> **Exercise objective**
Output the records from the line with "Where can the white wall be found here?" through the line with "[[61, 631]]" as a Markdown table with the columns No. and Line, one row per line and blank lines omitted.

> **Material provided**
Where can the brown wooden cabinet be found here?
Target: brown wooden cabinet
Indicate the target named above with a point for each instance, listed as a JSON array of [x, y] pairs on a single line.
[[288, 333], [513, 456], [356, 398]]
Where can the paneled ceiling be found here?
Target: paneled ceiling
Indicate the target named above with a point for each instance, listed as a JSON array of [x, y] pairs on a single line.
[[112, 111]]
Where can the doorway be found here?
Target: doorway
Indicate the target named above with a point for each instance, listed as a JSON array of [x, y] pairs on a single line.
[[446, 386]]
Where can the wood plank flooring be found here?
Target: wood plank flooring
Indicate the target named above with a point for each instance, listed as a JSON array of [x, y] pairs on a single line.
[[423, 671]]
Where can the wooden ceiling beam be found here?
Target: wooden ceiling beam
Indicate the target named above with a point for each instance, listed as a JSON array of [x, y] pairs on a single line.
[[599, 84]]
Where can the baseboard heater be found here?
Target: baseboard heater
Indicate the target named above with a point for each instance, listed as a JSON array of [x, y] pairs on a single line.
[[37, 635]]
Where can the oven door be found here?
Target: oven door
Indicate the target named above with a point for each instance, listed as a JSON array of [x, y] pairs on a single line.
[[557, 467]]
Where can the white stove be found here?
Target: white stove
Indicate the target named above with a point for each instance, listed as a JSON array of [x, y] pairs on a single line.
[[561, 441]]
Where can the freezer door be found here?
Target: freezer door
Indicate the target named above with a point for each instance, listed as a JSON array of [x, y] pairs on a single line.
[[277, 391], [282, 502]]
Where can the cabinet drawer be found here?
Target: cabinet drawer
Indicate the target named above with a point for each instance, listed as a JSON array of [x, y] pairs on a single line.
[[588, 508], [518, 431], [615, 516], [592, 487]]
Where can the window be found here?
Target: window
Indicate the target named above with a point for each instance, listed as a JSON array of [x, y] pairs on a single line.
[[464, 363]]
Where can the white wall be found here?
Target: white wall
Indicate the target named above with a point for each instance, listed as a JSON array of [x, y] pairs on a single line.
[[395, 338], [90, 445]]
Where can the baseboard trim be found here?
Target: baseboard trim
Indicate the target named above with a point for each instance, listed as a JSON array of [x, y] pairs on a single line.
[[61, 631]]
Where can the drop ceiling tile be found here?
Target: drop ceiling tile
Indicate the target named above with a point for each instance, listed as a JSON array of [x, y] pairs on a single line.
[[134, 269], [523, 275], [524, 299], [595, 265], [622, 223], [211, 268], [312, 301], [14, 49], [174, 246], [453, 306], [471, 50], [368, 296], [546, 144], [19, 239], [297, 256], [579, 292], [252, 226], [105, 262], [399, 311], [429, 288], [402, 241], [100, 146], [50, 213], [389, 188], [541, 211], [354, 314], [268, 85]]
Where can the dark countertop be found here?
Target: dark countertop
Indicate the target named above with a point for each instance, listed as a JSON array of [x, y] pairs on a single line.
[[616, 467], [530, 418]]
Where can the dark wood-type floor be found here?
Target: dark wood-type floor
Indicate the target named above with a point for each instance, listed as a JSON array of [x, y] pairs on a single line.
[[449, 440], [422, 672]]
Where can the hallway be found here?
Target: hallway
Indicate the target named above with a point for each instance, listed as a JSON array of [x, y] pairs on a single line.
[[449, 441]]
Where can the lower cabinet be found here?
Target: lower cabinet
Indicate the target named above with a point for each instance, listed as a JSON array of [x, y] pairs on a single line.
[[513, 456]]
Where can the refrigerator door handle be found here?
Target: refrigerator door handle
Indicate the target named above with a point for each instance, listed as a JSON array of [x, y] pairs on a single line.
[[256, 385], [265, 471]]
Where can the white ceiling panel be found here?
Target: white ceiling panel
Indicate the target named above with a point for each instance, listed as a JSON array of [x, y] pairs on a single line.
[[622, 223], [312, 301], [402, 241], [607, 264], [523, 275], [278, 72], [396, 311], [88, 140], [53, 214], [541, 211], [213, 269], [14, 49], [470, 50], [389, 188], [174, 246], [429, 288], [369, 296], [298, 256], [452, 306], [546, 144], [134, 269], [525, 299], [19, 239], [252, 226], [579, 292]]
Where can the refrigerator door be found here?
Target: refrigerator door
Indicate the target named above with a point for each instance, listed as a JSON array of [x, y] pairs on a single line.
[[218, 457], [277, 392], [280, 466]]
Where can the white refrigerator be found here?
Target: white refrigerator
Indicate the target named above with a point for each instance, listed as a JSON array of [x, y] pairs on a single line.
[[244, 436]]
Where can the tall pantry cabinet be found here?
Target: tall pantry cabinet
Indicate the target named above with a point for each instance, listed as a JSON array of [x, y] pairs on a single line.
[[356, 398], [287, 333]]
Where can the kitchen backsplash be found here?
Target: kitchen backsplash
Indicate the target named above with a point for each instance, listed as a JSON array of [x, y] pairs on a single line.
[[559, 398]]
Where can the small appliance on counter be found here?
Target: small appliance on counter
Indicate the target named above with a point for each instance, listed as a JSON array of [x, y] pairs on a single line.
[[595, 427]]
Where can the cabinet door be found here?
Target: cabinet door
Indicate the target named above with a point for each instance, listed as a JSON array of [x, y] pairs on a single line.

> **Finished answer**
| No. | Line |
|---|---|
| 1 | Where can the white wall be found here? |
| 2 | Target: white wall |
| 3 | Indicate the target named above with a point for each instance, listed as a JSON array of [x, y] pairs on a single line. |
| 4 | [[395, 338], [90, 445]] |
| 5 | Where can the baseboard trim be found here? |
| 6 | Target: baseboard trim |
| 7 | Indicate the target named above with a point for each instance, listed as a JSON array of [x, y] pairs on a single line. |
| 8 | [[61, 631]] |